---- DATA FOR ANALYSIS

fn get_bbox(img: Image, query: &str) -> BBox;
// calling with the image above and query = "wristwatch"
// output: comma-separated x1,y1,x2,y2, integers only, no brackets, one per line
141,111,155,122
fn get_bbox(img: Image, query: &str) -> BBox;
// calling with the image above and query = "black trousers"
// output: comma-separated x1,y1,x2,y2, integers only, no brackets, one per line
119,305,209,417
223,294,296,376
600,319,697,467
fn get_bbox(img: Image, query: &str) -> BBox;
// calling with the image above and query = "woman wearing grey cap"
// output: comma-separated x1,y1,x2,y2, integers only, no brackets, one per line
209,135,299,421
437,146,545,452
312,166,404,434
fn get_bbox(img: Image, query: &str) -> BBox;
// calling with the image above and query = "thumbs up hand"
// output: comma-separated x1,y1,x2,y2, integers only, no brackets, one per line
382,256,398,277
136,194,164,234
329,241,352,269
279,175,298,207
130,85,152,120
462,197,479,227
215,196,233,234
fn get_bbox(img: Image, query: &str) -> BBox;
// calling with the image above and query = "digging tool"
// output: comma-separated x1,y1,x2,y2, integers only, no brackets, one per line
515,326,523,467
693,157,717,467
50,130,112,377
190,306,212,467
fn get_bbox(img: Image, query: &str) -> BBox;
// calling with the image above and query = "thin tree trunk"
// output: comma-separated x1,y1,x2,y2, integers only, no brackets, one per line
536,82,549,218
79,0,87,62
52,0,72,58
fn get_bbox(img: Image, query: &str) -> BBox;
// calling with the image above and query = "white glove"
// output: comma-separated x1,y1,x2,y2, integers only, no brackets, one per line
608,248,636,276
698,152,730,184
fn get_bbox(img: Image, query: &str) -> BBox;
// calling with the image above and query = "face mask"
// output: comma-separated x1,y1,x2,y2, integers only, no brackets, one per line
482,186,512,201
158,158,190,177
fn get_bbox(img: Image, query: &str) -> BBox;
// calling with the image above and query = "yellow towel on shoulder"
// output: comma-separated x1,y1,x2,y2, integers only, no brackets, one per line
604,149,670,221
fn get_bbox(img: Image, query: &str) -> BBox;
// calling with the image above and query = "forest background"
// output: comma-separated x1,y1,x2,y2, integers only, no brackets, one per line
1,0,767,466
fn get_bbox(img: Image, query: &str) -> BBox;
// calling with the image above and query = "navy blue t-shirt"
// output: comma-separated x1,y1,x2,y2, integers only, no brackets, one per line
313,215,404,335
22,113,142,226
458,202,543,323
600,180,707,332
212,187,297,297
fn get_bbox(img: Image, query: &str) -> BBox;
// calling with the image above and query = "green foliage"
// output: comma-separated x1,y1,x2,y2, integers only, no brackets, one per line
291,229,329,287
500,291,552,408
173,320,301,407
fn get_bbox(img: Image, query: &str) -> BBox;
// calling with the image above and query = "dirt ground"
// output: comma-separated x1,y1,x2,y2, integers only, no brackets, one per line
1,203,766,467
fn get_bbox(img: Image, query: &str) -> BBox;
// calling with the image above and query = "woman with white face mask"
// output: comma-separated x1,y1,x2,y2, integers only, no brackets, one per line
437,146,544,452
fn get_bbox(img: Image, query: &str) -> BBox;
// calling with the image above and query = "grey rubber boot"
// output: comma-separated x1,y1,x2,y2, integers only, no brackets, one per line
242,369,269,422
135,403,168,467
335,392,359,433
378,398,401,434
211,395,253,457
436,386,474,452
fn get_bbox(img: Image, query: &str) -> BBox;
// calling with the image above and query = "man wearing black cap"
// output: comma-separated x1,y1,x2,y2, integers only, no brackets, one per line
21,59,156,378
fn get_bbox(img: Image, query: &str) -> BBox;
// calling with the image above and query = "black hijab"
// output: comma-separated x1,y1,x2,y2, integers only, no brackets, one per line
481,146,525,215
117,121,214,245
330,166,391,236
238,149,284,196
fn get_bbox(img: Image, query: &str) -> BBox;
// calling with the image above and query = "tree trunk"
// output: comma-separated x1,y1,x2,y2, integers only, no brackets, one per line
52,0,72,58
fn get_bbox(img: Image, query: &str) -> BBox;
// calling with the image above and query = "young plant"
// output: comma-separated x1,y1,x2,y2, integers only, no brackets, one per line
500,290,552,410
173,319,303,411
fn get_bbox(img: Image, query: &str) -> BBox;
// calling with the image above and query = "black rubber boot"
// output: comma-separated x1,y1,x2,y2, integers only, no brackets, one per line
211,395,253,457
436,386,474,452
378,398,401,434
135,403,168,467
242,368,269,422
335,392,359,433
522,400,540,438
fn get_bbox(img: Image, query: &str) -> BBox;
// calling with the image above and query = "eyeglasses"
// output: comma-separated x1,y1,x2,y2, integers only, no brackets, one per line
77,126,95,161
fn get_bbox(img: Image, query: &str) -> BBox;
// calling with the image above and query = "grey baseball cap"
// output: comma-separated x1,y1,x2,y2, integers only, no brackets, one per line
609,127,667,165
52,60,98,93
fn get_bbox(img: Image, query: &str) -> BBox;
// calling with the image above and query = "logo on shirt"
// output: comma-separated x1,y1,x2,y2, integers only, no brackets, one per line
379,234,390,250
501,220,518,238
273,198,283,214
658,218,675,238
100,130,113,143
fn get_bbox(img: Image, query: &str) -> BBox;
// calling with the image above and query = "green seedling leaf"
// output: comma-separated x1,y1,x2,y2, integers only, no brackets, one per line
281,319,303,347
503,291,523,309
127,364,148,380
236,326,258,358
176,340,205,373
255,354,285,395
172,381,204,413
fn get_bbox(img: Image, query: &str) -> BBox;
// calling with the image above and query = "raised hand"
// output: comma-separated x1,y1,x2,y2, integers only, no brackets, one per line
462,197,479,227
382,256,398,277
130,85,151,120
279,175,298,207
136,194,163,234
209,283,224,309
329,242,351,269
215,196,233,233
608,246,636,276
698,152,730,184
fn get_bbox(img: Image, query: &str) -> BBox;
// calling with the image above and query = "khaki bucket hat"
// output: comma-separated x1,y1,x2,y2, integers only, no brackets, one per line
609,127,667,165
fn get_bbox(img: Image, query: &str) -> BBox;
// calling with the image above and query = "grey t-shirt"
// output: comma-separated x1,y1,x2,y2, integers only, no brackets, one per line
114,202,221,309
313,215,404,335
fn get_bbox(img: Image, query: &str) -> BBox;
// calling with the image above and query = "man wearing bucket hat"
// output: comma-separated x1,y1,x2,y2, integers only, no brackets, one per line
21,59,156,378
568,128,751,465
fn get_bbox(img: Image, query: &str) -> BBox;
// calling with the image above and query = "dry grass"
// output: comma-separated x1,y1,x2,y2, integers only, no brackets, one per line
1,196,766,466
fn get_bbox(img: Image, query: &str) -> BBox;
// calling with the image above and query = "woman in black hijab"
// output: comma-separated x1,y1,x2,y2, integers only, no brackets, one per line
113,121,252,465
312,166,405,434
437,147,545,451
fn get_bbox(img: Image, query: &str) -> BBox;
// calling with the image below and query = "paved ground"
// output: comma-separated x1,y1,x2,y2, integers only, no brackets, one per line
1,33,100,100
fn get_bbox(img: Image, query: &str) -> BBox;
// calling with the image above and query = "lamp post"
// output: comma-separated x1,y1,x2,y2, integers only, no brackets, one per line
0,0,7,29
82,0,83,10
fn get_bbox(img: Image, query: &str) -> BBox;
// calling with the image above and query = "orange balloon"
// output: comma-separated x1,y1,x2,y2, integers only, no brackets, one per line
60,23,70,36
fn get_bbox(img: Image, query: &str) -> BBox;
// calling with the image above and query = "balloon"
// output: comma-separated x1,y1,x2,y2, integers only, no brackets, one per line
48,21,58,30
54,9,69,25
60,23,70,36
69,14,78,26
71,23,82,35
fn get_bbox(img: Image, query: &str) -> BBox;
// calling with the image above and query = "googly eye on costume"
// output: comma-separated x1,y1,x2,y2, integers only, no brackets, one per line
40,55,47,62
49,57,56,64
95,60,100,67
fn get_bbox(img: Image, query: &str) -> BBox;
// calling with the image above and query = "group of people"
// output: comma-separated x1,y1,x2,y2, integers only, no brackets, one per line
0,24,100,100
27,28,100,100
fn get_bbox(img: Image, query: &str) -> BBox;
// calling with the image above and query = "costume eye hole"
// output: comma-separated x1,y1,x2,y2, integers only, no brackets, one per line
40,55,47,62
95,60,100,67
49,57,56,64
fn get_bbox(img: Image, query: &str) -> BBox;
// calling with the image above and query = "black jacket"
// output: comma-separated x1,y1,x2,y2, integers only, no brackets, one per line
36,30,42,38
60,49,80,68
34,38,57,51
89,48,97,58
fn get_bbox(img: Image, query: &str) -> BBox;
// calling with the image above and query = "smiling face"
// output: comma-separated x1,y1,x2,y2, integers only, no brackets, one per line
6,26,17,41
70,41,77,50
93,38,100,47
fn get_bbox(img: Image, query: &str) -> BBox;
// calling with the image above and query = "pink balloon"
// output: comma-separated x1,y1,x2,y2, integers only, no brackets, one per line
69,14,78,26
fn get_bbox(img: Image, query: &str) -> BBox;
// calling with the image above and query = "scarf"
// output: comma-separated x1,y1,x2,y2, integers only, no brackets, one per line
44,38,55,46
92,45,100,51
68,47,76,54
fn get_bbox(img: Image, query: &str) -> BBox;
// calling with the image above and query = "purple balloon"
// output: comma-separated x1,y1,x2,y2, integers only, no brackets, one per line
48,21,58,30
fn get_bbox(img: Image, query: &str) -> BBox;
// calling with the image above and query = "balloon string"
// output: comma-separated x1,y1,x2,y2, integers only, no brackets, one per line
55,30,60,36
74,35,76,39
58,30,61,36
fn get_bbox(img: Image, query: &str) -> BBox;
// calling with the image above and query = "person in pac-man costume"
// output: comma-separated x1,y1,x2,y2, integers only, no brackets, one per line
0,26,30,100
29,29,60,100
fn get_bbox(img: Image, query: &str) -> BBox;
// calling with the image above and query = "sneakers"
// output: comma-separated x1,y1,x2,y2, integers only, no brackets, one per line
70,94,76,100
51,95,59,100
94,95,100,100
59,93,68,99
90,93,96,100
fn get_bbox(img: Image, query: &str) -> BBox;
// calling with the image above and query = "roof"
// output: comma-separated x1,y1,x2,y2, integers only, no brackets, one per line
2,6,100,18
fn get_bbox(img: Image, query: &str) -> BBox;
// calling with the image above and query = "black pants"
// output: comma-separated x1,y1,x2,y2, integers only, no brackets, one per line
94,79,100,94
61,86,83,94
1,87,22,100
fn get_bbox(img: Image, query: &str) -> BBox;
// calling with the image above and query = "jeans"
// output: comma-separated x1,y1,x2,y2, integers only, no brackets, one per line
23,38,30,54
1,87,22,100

--------

### WHAT YOU WILL DO
Every line in the data above that contains the word "face" should be copied.

### SOLUTION FOR THIS PROBLEM
// calling with the image above and query = "face mask"
// calling with the image above and query = "woman with white face mask"
// calling with the image above and query = "smiling face"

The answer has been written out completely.